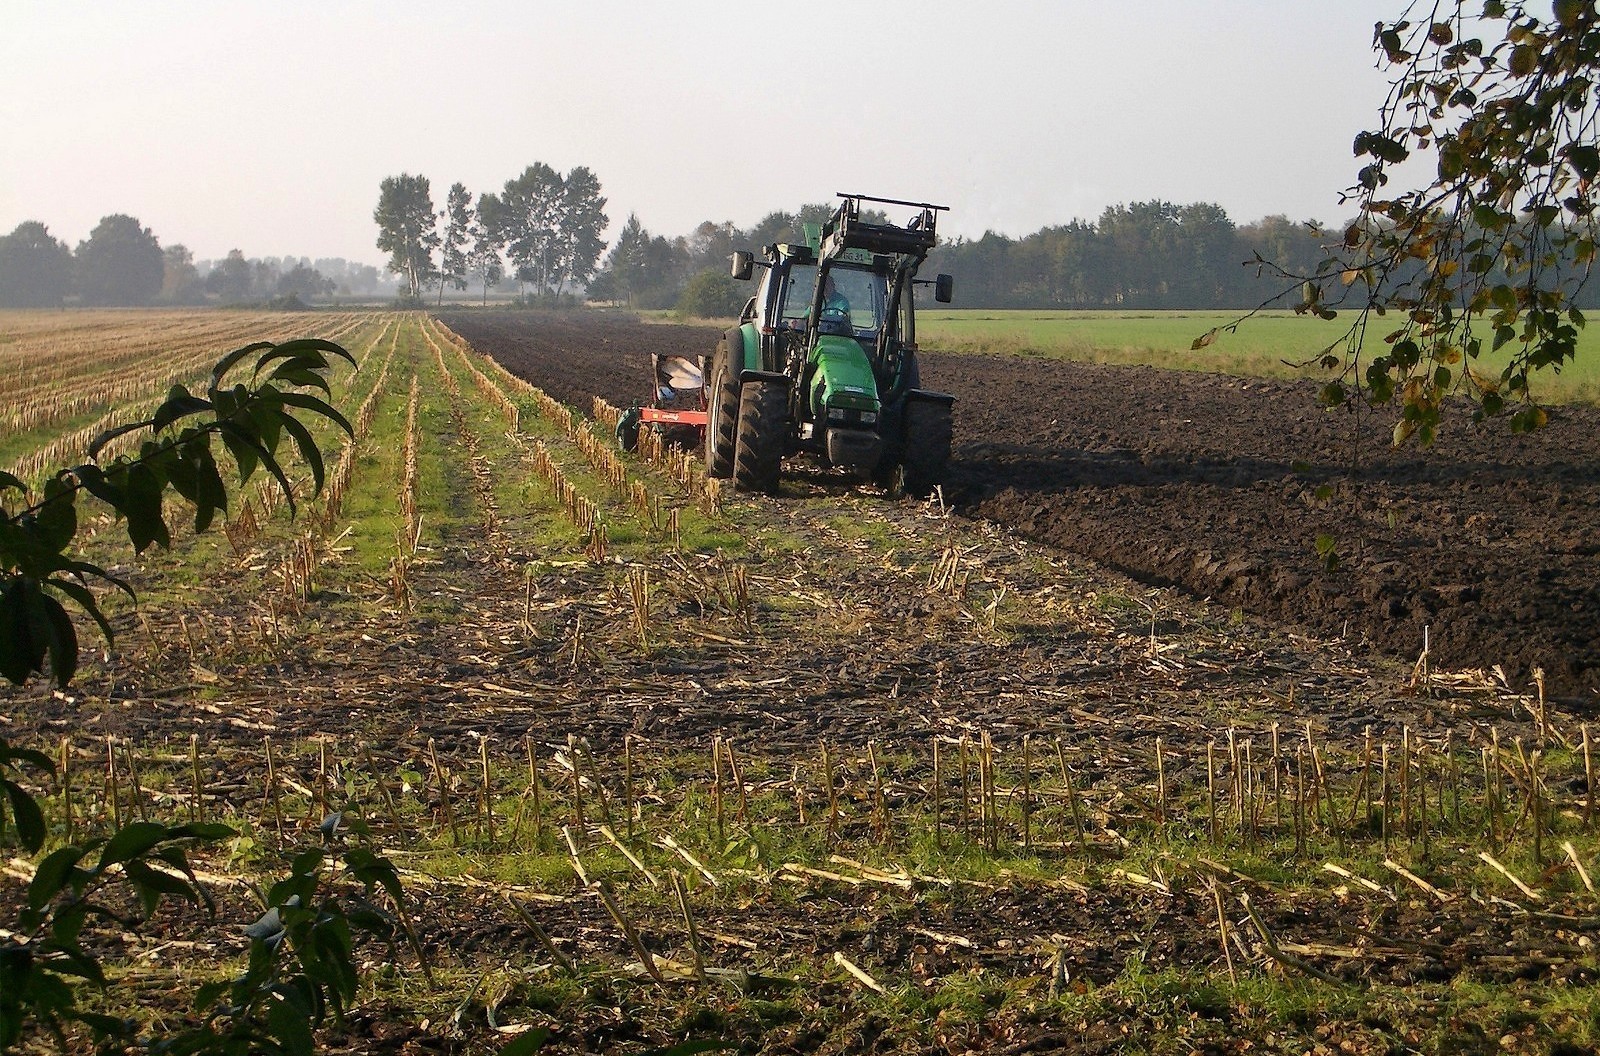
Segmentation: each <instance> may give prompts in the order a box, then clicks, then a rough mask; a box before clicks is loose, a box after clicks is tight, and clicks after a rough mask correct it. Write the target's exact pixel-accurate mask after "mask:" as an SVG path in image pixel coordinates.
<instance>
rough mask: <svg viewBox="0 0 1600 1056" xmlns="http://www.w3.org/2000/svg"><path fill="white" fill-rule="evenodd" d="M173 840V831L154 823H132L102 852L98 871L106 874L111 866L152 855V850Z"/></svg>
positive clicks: (126, 825) (122, 829)
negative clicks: (172, 835) (153, 848)
mask: <svg viewBox="0 0 1600 1056" xmlns="http://www.w3.org/2000/svg"><path fill="white" fill-rule="evenodd" d="M170 838H171V830H170V829H168V827H166V826H163V824H158V822H154V821H131V822H128V824H126V826H123V827H122V829H117V832H114V834H112V837H110V840H107V842H106V846H104V848H102V850H101V858H99V866H96V869H98V870H101V872H104V870H106V869H107V867H110V866H117V864H122V862H128V861H133V859H134V858H139V856H142V854H147V853H150V850H152V848H155V846H158V845H160V843H162V842H165V840H170Z"/></svg>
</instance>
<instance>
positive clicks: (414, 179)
mask: <svg viewBox="0 0 1600 1056" xmlns="http://www.w3.org/2000/svg"><path fill="white" fill-rule="evenodd" d="M373 221H374V222H376V224H378V248H379V250H382V251H384V253H387V254H389V270H390V272H394V274H395V275H400V277H402V278H403V280H405V286H406V298H408V299H410V301H421V298H422V286H424V285H426V283H427V282H429V280H432V277H434V275H435V270H434V250H435V248H438V230H437V229H435V218H434V197H432V192H430V190H429V184H427V176H410V174H406V173H402V174H400V176H390V178H387V179H384V182H382V184H379V187H378V208H376V210H373Z"/></svg>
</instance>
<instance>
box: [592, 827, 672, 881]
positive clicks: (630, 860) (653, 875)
mask: <svg viewBox="0 0 1600 1056" xmlns="http://www.w3.org/2000/svg"><path fill="white" fill-rule="evenodd" d="M595 830H597V832H598V834H600V835H602V837H605V840H606V843H610V845H611V846H614V848H616V850H618V851H619V853H621V854H622V858H626V859H627V864H629V866H632V867H634V872H637V874H638V875H642V877H643V878H645V880H648V882H650V886H653V888H659V886H661V878H659V877H656V874H653V872H650V867H648V866H645V862H642V861H640V859H638V854H635V853H634V851H630V850H627V845H626V843H622V842H621V840H619V838H616V832H613V830H611V826H598V827H597V829H595Z"/></svg>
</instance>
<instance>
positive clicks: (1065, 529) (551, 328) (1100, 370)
mask: <svg viewBox="0 0 1600 1056" xmlns="http://www.w3.org/2000/svg"><path fill="white" fill-rule="evenodd" d="M445 322H446V323H448V325H450V326H451V328H453V330H456V331H458V333H459V334H462V336H464V338H467V339H469V341H470V342H472V344H474V347H477V349H478V350H482V352H486V354H490V355H494V357H496V358H499V360H501V362H502V363H506V365H507V366H509V368H510V370H514V371H517V373H520V374H523V376H526V378H528V379H530V381H533V382H534V384H538V386H541V387H544V389H546V390H547V392H550V395H554V397H557V398H558V400H565V402H570V403H574V405H578V406H586V403H587V397H589V395H600V397H605V398H606V400H610V402H611V403H616V405H619V406H626V405H629V403H635V402H638V400H640V398H643V395H645V394H646V392H648V354H650V352H651V350H659V352H690V354H704V352H709V350H710V349H712V347H714V346H715V341H717V331H715V330H712V328H704V326H699V328H694V326H669V325H642V323H637V322H630V320H624V318H605V317H598V318H597V317H592V315H544V317H518V315H490V314H451V315H448V317H446V320H445ZM923 378H925V381H926V384H928V386H930V387H936V389H944V390H949V392H952V394H955V397H957V419H955V445H957V446H955V461H954V464H952V472H950V483H949V485H947V490H946V491H947V498H950V499H952V501H954V502H955V504H957V506H958V509H962V510H963V512H966V514H970V515H973V517H981V518H987V520H992V522H995V523H1000V525H1005V526H1006V528H1011V530H1014V531H1018V533H1021V534H1026V536H1030V538H1034V539H1040V541H1043V542H1050V544H1054V546H1059V547H1062V549H1067V550H1072V552H1077V554H1083V555H1086V557H1091V558H1094V560H1098V562H1101V563H1104V565H1107V566H1112V568H1115V570H1120V571H1125V573H1128V574H1131V576H1134V578H1138V579H1141V581H1146V582H1154V584H1163V586H1178V587H1182V589H1186V590H1190V592H1192V594H1195V595H1200V597H1210V598H1214V600H1216V602H1219V603H1222V605H1229V606H1237V608H1242V610H1246V611H1251V613H1259V614H1266V616H1272V618H1277V619H1283V621H1288V622H1293V624H1302V626H1307V627H1312V629H1315V630H1317V632H1318V634H1322V635H1325V637H1326V635H1347V637H1350V638H1357V640H1366V642H1370V643H1371V645H1374V646H1376V648H1379V650H1384V651H1387V653H1390V654H1395V656H1402V658H1408V659H1414V658H1418V656H1419V654H1421V653H1422V648H1424V642H1427V645H1429V648H1430V661H1432V662H1434V664H1435V666H1438V667H1483V669H1493V667H1494V666H1501V667H1502V670H1504V672H1506V677H1507V678H1509V680H1510V682H1512V685H1515V686H1517V688H1523V686H1526V685H1528V683H1530V682H1531V678H1533V670H1534V669H1542V670H1544V677H1546V686H1547V691H1549V693H1550V694H1557V696H1568V698H1578V699H1582V701H1587V702H1594V701H1595V699H1597V698H1595V694H1597V693H1600V522H1597V514H1600V411H1597V410H1592V408H1560V410H1558V411H1554V413H1552V416H1550V426H1549V427H1547V429H1544V430H1542V432H1539V434H1536V435H1531V437H1514V435H1509V432H1507V429H1506V426H1504V424H1502V422H1491V424H1485V426H1474V424H1472V422H1470V419H1469V418H1467V416H1466V414H1458V416H1454V418H1453V419H1451V421H1450V422H1448V427H1446V429H1445V432H1443V437H1442V438H1440V440H1438V443H1437V445H1434V448H1430V450H1427V451H1419V450H1418V448H1416V446H1414V445H1413V446H1406V448H1402V450H1394V448H1392V446H1390V443H1389V434H1390V427H1392V418H1389V416H1387V414H1386V413H1371V411H1363V413H1360V414H1357V413H1355V411H1354V410H1341V411H1333V413H1328V411H1325V410H1322V408H1320V406H1317V403H1315V382H1310V381H1307V382H1277V381H1261V379H1240V378H1229V376H1222V374H1200V373H1182V371H1163V370H1154V368H1141V366H1099V365H1085V363H1061V362H1040V360H1024V358H1000V357H995V358H987V357H957V355H939V354H936V352H930V354H925V357H923ZM1318 491H1322V498H1318ZM1318 539H1322V542H1323V547H1325V549H1326V547H1328V546H1331V554H1326V552H1320V550H1318ZM1330 557H1331V558H1333V562H1331V563H1333V568H1330V566H1328V565H1330V560H1328V558H1330Z"/></svg>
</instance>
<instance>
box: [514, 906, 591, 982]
mask: <svg viewBox="0 0 1600 1056" xmlns="http://www.w3.org/2000/svg"><path fill="white" fill-rule="evenodd" d="M506 901H507V902H509V904H510V907H512V909H514V910H515V912H517V917H520V918H522V922H523V923H525V925H528V930H530V931H533V938H536V939H539V946H542V947H544V950H546V952H547V954H549V955H550V957H552V958H554V960H555V963H557V965H560V966H562V971H565V973H566V974H570V976H576V974H578V968H574V966H573V962H571V960H568V958H566V954H563V952H562V950H558V949H557V947H555V941H554V939H550V936H549V934H547V933H546V931H544V928H541V926H539V922H538V920H534V918H533V915H530V914H528V910H526V909H523V907H522V904H520V902H518V901H517V899H515V898H512V896H510V894H507V896H506Z"/></svg>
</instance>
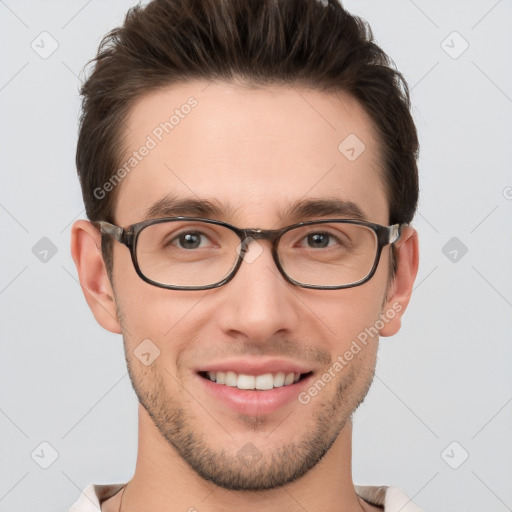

☆ ☆ ☆ ☆

* _DIRECTIONS FOR THIS TASK_:
Reproduce every line of the records above character for character, leaving out the pictures.

* _RESPONSE_:
Segmentation: each <instance> may give prompts in the order a box, then clicks, then a rough mask; a box before clicks is loose, a box after clicks is tight, and clicks after a rough mask correct it. Write the target's exact pixel-accurate mask after "mask:" as an SVG path in image pixel coordinates.
<instance>
rough mask: <svg viewBox="0 0 1600 1056" xmlns="http://www.w3.org/2000/svg"><path fill="white" fill-rule="evenodd" d="M173 840V831L154 823H132L102 852L98 871L106 874L111 866L152 855V850Z"/></svg>
positive clicks: (126, 825) (122, 829)
negative clicks: (172, 835) (153, 848)
mask: <svg viewBox="0 0 1600 1056" xmlns="http://www.w3.org/2000/svg"><path fill="white" fill-rule="evenodd" d="M170 838H171V830H170V829H168V827H166V826H163V824H158V822H154V821H131V822H128V824H126V826H123V827H122V829H117V832H114V834H112V837H110V840H107V842H106V846H104V848H102V850H101V858H99V866H96V869H98V870H101V872H104V870H106V869H107V867H110V866H117V864H122V862H128V861H133V859H134V858H139V856H142V854H147V853H150V850H152V848H155V846H158V845H160V843H162V842H165V840H170Z"/></svg>
</instance>
<instance>
positive clicks: (414, 179)
mask: <svg viewBox="0 0 1600 1056" xmlns="http://www.w3.org/2000/svg"><path fill="white" fill-rule="evenodd" d="M373 221H374V222H376V224H378V248H379V250H382V251H384V253H387V254H389V270H390V272H394V274H395V275H400V277H402V278H403V280H405V286H406V298H408V299H410V301H421V298H422V286H424V285H426V283H427V282H429V280H432V277H434V275H435V270H434V250H435V248H438V230H437V229H435V218H434V197H432V192H430V190H429V184H427V176H410V174H406V173H402V174H400V176H390V178H387V179H384V182H382V184H379V187H378V208H376V210H373Z"/></svg>
</instance>
<instance>
box: [592, 827, 672, 881]
positive clicks: (630, 860) (653, 875)
mask: <svg viewBox="0 0 1600 1056" xmlns="http://www.w3.org/2000/svg"><path fill="white" fill-rule="evenodd" d="M595 830H597V832H598V834H600V835H602V837H605V840H606V843H610V845H611V846H614V848H616V850H618V851H619V853H621V854H622V858H626V859H627V864H629V866H632V867H634V872H637V874H638V875H642V877H643V878H645V880H648V882H650V886H653V888H659V886H661V878H659V877H656V874H653V872H650V867H648V866H645V862H642V861H640V859H638V854H635V853H634V851H630V850H627V845H626V843H622V842H621V840H619V838H616V832H613V830H611V826H598V827H597V829H595Z"/></svg>
</instance>
<instance>
positive clicks: (1065, 529) (551, 328) (1100, 370)
mask: <svg viewBox="0 0 1600 1056" xmlns="http://www.w3.org/2000/svg"><path fill="white" fill-rule="evenodd" d="M445 322H446V323H448V325H450V326H451V328H453V330H456V331H458V333H459V334H462V336H464V338H467V339H469V341H470V342H472V344H474V347H477V349H478V350H482V352H486V354H490V355H494V357H496V358H499V360H501V362H502V363H506V365H507V366H509V368H510V370H514V371H517V373H520V374H523V376H526V378H528V379H530V381H533V382H534V384H538V386H541V387H544V389H546V390H547V392H550V395H554V397H557V398H558V400H565V402H570V403H574V405H578V406H586V403H587V397H589V395H600V397H605V398H606V400H610V402H611V403H616V405H619V406H626V405H629V403H635V402H638V400H640V398H643V395H645V394H646V392H648V354H650V352H651V350H659V352H690V354H704V352H709V350H710V349H712V347H714V346H715V341H717V331H715V330H712V328H704V326H699V328H694V326H669V325H642V323H637V322H630V320H624V318H605V317H598V318H597V317H592V315H544V317H518V315H490V314H451V315H448V317H446V320H445ZM923 378H925V381H926V384H928V386H930V387H936V389H944V390H949V392H952V394H955V397H957V419H955V445H957V446H955V461H954V464H952V472H950V483H949V485H947V490H946V491H947V498H950V499H952V501H954V502H955V504H957V506H958V509H962V510H963V512H966V514H970V515H973V517H981V518H987V520H992V522H995V523H1000V525H1005V526H1006V528H1011V530H1014V531H1018V533H1021V534H1026V536H1030V538H1034V539H1040V541H1043V542H1050V544H1054V546H1059V547H1062V549H1067V550H1072V552H1077V554H1083V555H1086V557H1091V558H1094V560H1098V562H1101V563H1104V565H1107V566H1112V568H1115V570H1120V571H1125V573H1128V574H1131V576H1134V578H1138V579H1141V581H1146V582H1154V584H1163V586H1178V587H1182V589H1186V590H1190V592H1192V594H1195V595H1200V597H1210V598H1214V600H1216V602H1219V603H1222V605H1229V606H1237V608H1242V610H1246V611H1251V613H1259V614H1266V616H1272V618H1277V619H1283V621H1288V622H1293V624H1302V626H1307V627H1312V629H1315V630H1317V632H1318V634H1322V635H1325V637H1326V635H1347V637H1350V638H1357V640H1366V642H1370V643H1371V645H1374V646H1376V648H1379V650H1384V651H1387V653H1390V654H1395V656H1402V658H1408V659H1414V658H1418V656H1419V654H1421V653H1422V648H1424V642H1427V645H1429V648H1430V661H1432V662H1434V664H1435V666H1438V667H1483V669H1493V667H1494V666H1501V667H1502V670H1504V672H1506V677H1507V678H1509V680H1510V682H1512V685H1515V686H1517V688H1523V686H1526V685H1528V683H1530V682H1531V678H1533V670H1534V669H1542V670H1544V677H1546V686H1547V691H1549V693H1550V694H1557V696H1568V698H1578V699H1582V701H1587V702H1594V701H1595V699H1597V698H1595V694H1597V693H1600V522H1597V514H1600V411H1597V410H1592V408H1560V410H1558V411H1554V413H1552V416H1550V426H1549V427H1547V429H1544V430H1542V432H1539V434H1536V435H1531V437H1514V435H1509V432H1507V429H1506V426H1504V424H1502V422H1491V424H1485V426H1474V424H1472V422H1470V419H1469V418H1467V416H1466V414H1458V416H1454V418H1453V419H1451V421H1450V422H1448V427H1446V429H1445V432H1443V437H1442V438H1440V440H1438V443H1437V445H1434V448H1430V450H1427V451H1419V450H1418V448H1416V446H1414V445H1413V446H1406V448H1402V450H1394V448H1392V446H1390V443H1389V434H1390V427H1392V418H1389V416H1387V414H1386V413H1371V411H1363V413H1360V414H1357V413H1355V411H1354V410H1341V411H1333V413H1328V411H1325V410H1322V408H1320V406H1317V403H1315V382H1310V381H1307V382H1277V381H1261V379H1240V378H1229V376H1222V374H1200V373H1182V371H1163V370H1154V368H1141V366H1099V365H1085V363H1061V362H1040V360H1024V358H1000V357H995V358H987V357H957V355H939V354H936V352H930V354H925V357H923ZM1318 491H1322V498H1318ZM1318 539H1322V542H1323V547H1325V549H1326V547H1328V546H1331V554H1326V552H1320V550H1318ZM1330 557H1331V558H1333V562H1331V563H1333V568H1330V566H1328V565H1330V560H1328V558H1330Z"/></svg>
</instance>
<instance>
box: [514, 906, 591, 982]
mask: <svg viewBox="0 0 1600 1056" xmlns="http://www.w3.org/2000/svg"><path fill="white" fill-rule="evenodd" d="M506 901H507V902H509V904H510V907H512V909H514V910H515V912H517V917H520V918H522V922H523V923H525V925H528V930H530V931H533V938H536V939H539V946H542V947H544V950H546V952H547V954H549V955H550V957H552V958H554V960H555V963H557V965H560V966H562V971H565V973H566V974H570V976H576V974H578V968H574V966H573V962H571V960H568V958H566V954H563V952H562V950H558V949H557V947H555V941H554V939H550V936H549V934H547V933H546V931H544V928H541V926H539V922H538V920H534V918H533V915H530V914H528V910H526V909H523V907H522V904H520V902H518V901H517V899H515V898H512V896H510V894H507V896H506Z"/></svg>
</instance>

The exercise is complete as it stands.